>> Begin EXTRACTED RECORDS
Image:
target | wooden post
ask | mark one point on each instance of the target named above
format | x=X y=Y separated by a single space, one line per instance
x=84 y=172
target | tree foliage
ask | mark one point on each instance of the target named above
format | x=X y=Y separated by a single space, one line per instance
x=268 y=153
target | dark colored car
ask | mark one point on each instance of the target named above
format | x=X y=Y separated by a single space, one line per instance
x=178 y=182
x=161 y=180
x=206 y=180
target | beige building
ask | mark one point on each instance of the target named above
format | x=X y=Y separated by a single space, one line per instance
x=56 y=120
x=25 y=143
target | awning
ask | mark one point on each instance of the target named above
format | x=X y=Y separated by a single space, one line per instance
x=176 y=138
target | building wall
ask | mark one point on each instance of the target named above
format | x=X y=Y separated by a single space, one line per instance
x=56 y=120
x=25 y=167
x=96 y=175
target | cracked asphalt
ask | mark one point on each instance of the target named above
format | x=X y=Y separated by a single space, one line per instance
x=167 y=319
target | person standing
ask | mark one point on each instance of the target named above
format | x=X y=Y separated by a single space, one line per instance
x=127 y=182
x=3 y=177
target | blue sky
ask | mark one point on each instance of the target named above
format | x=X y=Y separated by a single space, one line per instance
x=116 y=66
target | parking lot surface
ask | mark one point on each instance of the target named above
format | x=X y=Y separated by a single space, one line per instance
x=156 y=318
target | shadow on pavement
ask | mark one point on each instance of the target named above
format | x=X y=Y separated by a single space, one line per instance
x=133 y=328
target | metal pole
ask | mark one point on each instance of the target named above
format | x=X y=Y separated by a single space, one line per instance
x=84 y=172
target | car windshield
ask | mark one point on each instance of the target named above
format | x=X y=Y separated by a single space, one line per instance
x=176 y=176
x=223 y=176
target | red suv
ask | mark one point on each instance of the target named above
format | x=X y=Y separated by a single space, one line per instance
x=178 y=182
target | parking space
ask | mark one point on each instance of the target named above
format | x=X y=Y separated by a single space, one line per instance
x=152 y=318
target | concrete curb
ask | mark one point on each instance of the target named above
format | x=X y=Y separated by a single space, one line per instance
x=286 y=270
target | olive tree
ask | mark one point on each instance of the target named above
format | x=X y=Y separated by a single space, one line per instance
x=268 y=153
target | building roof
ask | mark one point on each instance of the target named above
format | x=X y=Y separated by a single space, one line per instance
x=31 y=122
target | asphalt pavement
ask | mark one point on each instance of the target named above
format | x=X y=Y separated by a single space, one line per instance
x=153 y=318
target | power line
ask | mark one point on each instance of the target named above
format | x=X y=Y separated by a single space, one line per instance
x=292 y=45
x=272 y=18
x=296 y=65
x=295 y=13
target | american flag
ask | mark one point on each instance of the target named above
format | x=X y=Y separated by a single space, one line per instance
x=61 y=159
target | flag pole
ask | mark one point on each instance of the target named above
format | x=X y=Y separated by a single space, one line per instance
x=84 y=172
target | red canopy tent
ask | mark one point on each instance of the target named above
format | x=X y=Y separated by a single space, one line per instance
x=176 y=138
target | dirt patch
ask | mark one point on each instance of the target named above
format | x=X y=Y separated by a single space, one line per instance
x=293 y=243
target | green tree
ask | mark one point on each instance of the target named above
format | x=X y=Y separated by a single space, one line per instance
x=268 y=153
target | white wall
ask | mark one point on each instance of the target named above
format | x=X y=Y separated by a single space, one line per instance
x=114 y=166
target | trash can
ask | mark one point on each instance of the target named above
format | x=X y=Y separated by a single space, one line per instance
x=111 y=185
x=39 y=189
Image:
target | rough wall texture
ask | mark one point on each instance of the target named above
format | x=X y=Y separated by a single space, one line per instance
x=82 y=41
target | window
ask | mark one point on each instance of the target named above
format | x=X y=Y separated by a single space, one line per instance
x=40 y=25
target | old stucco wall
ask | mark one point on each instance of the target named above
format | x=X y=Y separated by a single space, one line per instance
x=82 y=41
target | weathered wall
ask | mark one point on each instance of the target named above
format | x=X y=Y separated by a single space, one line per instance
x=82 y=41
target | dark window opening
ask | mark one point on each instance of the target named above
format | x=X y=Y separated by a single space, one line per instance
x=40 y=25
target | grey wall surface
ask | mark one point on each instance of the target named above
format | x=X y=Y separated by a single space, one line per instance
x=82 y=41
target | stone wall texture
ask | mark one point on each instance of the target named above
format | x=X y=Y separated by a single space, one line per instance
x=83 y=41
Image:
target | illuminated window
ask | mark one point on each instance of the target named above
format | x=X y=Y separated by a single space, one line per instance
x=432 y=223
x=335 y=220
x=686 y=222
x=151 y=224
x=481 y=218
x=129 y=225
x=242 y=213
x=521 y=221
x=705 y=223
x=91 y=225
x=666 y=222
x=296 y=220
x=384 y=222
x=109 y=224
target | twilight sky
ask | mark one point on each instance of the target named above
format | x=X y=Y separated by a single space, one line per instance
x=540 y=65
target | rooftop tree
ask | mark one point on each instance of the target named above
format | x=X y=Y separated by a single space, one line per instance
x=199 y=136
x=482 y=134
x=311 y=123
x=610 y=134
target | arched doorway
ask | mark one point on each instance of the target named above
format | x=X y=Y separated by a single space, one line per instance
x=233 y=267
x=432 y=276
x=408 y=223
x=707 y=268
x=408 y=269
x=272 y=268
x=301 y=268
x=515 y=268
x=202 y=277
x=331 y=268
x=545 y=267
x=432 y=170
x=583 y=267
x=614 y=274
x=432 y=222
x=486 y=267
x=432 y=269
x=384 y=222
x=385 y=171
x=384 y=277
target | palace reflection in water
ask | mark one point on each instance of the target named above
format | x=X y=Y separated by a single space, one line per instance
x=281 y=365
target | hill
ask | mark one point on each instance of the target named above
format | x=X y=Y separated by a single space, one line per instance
>> End EXTRACTED RECORDS
• _INSTRUCTIONS FOR THE TASK_:
Print the full listing above again, line for line, with no changes.

• _CORRECT RESPONSE_:
Image:
target | wooden post
ask | mark one point on each instance of the target named above
format | x=X y=Y separated by a single space, one line per instance
x=84 y=172
target | tree foliage
ask | mark one point on each instance of the target named above
format | x=X y=Y separated by a single space, one line per instance
x=268 y=153
target | dark colored car
ask | mark one point on each instance of the target named above
format | x=X y=Y separated by a single space, one line per instance
x=178 y=182
x=161 y=180
x=206 y=180
target | beige building
ask | mark one point on each instance of the target named above
format | x=X y=Y separated by a single space, one line per instance
x=56 y=120
x=25 y=143
target | awning
ask | mark one point on each instance of the target named above
format | x=X y=Y separated by a single space, one line per instance
x=176 y=138
target | building wall
ask | mark one point on each instance of the target named above
format | x=X y=Y separated by a single space, one line per instance
x=56 y=120
x=25 y=167
x=96 y=175
target | cracked asphalt
ask | mark one point on each instance of the target named above
format | x=X y=Y separated by a single space, one line per instance
x=167 y=319
target | person standing
ask | mark one point on each instance of the target named above
format | x=X y=Y separated by a single space, one line per instance
x=127 y=182
x=3 y=177
target | blue sky
ask | mark one point on each instance of the target named above
format | x=X y=Y separated by a single space, one line per instance
x=116 y=66
target | parking lot surface
ask | mark one point on each instance of the target named above
format | x=X y=Y separated by a single space, one line per instance
x=156 y=318
target | shadow on pavement
ask | mark one point on each instance of the target named above
format | x=X y=Y separated by a single space, one line per instance
x=133 y=328
target | metal pole
ask | mark one point on each instance of the target named above
format | x=X y=Y separated by a single space, one line per instance
x=84 y=172
target | car windshield
ask | mark one point on each instance of the target named above
format | x=X y=Y separated by a single space, one line per instance
x=176 y=176
x=223 y=176
target | red suv
ask | mark one point on each instance of the target named above
format | x=X y=Y separated by a single space, one line per instance
x=178 y=182
target | parking space
ask | mark one point on each instance of the target named above
format | x=X y=Y separated by a single space, one line per instance
x=152 y=318
target | concrete curb
ask | mark one point on each instance of the target named above
format | x=X y=Y separated by a single space, one line per instance
x=286 y=270
target | olive tree
ask | mark one point on each instance of the target named above
format | x=X y=Y separated by a single space, one line per instance
x=268 y=153
target | building roof
ask | mark one point on each instance of the target named above
format | x=X y=Y separated by a single space, one line per instance
x=31 y=122
target | asphalt pavement
ask | mark one point on each instance of the target named above
format | x=X y=Y separated by a single space, one line per instance
x=153 y=318
target | power line
ask | mark one point on each instance of the target named above
format | x=X y=Y separated by a single space, one line per instance
x=292 y=45
x=272 y=18
x=296 y=65
x=295 y=13
target | american flag
ask | mark one point on each instance of the target named above
format | x=X y=Y separated by a single space, one line per instance
x=61 y=159
target | flag pole
ask | mark one point on each instance of the target named above
format | x=X y=Y separated by a single space, one line per instance
x=84 y=172
target | red canopy tent
ask | mark one point on each instance of the target named above
format | x=X y=Y separated by a single space, one line per instance
x=176 y=138
target | dirt patch
ask | mark one point on each instance of the target named above
format | x=X y=Y separated by a single space, one line per instance
x=293 y=243
target | green tree
ask | mark one point on each instance of the target named above
format | x=X y=Y separated by a single space, one line per instance
x=268 y=153
target | white wall
ask | mark one point on each instance of the target named above
format | x=X y=Y separated by a single space, one line per instance
x=114 y=166
target | trash can
ask | mark one point on each instance of the target named above
format | x=X y=Y separated by a single space, one line per instance
x=111 y=185
x=39 y=189
Image:
target | rough wall texture
ask | mark one point on each instance of the target named above
format | x=X y=Y separated by a single space, one line per instance
x=82 y=41
target | window
ask | mark one point on each instance of the target named above
format | x=X y=Y separated by a single space, one line per instance
x=40 y=25
target | old stucco wall
ask | mark one point on each instance of the target named above
format | x=X y=Y separated by a single space, one line per instance
x=82 y=41
target | weathered wall
ask | mark one point on each instance of the target named above
format | x=X y=Y separated by a single space, one line per instance
x=82 y=41
target | dark window opening
ask | mark one point on each instance of the target named above
format | x=X y=Y separated by a single space, one line per instance
x=40 y=25
target | grey wall surface
ask | mark one point on each instance of the target named above
format | x=X y=Y separated by a single space, one line per instance
x=82 y=41
target | stone wall texture
ask | mark one point on each instance of the target named above
format | x=X y=Y separated by a single space, one line per instance
x=83 y=41
Image:
target | illuminated window
ask | mark one point on each instance of the target named above
format | x=X y=Y separated by a single space, one line per instance
x=432 y=223
x=335 y=220
x=686 y=222
x=151 y=224
x=481 y=218
x=129 y=225
x=242 y=213
x=521 y=221
x=705 y=223
x=91 y=225
x=666 y=222
x=296 y=220
x=384 y=222
x=109 y=224
target | twilight sky
ask | mark one point on each instance of the target named above
format | x=X y=Y separated by a single space, one line per instance
x=540 y=65
target | rooftop tree
ask | mark one point on each instance of the target named above
format | x=X y=Y separated by a single space, one line per instance
x=199 y=136
x=482 y=134
x=311 y=123
x=610 y=134
target | arched doorway
ask | mark one point on each instance of the target named above
format | x=X y=Y separated by a single space, one line per instance
x=233 y=267
x=432 y=276
x=408 y=223
x=707 y=268
x=408 y=269
x=272 y=268
x=301 y=268
x=515 y=268
x=202 y=277
x=331 y=268
x=545 y=267
x=432 y=170
x=583 y=267
x=614 y=274
x=432 y=222
x=486 y=267
x=432 y=269
x=384 y=222
x=385 y=171
x=384 y=277
target | palace reflection in water
ask | mark one point on each instance of the target named above
format | x=X y=Y separated by a single space, one line per instance
x=281 y=365
target | hill
ask | mark one point on each instance of the target named above
format | x=X y=Y separated by a single space, one line per instance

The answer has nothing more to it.